[Passage to read start]

With the benefit of hindsight, it would appear that everyone involved in NASCAR should have put more emphasis on safety in the past- but all racers know it can't happen to ME. After over 100 years only this year has major league baseball required base coaches to wear protective headgear, after an accident that could not happen.

Monkeesfan said...

Marc, 40 lead hanges a race was the norm in the 1970s and early 1980s. That's not asking for the impossible.

"Drivers will always scream - you will never see universal driver praise for the cars they were driving." Having races where all the drivers say they can pass anyone and suck up to anyone in dirty air is not necessarily the same thing as praising the cars - there is a differece between praising your car and saying you can pass anyone with it.

And the Daytona 500 this past year had 42 lead changesdespite the COT - NOT because of it.


anon #26, the COT is not better than the old car in ny aspect - not in costs, not in competition, not even in safety, as we'e see som instances of drives shaken up after side impacts against SAFER walls in the COT. They drive dimally, they're perenially tight, and they do not respond in dirty air. You want warped eality, then listen to Marc and anyone else praising the COT.

[Passage to read end]
[Entries provided start]

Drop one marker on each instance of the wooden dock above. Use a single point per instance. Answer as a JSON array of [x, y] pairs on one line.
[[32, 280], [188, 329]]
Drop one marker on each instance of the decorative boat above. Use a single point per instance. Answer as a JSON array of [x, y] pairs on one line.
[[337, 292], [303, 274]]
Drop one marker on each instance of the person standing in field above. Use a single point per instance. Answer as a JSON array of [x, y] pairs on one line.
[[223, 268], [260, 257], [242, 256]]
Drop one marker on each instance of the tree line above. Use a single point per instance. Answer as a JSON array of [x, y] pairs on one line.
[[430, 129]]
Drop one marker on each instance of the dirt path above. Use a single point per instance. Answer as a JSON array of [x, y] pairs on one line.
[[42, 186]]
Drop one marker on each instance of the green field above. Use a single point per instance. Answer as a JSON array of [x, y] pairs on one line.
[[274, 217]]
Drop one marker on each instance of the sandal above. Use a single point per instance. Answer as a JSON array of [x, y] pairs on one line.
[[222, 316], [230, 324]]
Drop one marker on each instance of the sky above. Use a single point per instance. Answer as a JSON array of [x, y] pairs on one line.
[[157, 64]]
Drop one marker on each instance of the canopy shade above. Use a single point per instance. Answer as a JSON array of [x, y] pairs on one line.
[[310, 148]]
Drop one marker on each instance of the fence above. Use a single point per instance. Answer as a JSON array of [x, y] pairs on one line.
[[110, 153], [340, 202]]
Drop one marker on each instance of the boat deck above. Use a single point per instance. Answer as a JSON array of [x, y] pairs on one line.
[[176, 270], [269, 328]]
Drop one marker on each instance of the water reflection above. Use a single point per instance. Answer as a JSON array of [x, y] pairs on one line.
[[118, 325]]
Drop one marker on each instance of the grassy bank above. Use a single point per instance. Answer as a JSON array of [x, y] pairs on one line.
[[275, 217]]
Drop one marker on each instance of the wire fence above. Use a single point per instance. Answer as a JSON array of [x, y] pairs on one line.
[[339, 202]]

[Entries provided end]

> Tasks:
- A) In the NASCAR discussion, what did major league baseball require this year?
- B) Carry the NASCAR discussion forward from its last sentence.
The rows have nothing to do with what is asked here.

> Per-task outputs:
- A) It required base coaches to wear protective headgear.

- B)
Richard in NC - comparing Earnhardt Sr. to Jack Tatum is accurate and fair. They were the same kind of competitors - dirty and despicable.

You mention how "radial tires were going to ruin the sport" - one is geniney hard pressed to see where radials did anything but damage to the sport.

The COT needs work - it needs to gve way to the old car design.

Anonymous said...

Sorry Monkeesfan...

Wrong again, as always. You have proven only one thing and that is that you are sipping from some pretty strong Kool Aid.

As anyone with any sense of reality can attest to, the new car is still a work in progress when it comes to competition. Yesterday’s race in Texas proved that; although one may wonder if any car could ever bring true competitive racing to a 1.5 mile cookie cutter track.

As far as safety, you should probably just stop typing as it is evident that you have no true concept of physics, kinetic energy, mechanism of injury, and physiology of traumatic injuries. The new car was built with utilizing safety data that has been studied and developed over years of research and as such, is the safest race car we have seen TO DATE. The Michael McDowell crash supports every safety initiative that has been implemented by NASCAR; as Richard correctly pointed out, it wasn’t one specific safety feature that saved McDowell from death or serious injury, it was a combination of the HANS, SAFER barrier AND new car technology. One thing can be said for sure - had that wreck occurred even 5 years ago, the outcome certainly would have been much more tragic.

http://jetdryer.blogspot.com/

Anonymous said...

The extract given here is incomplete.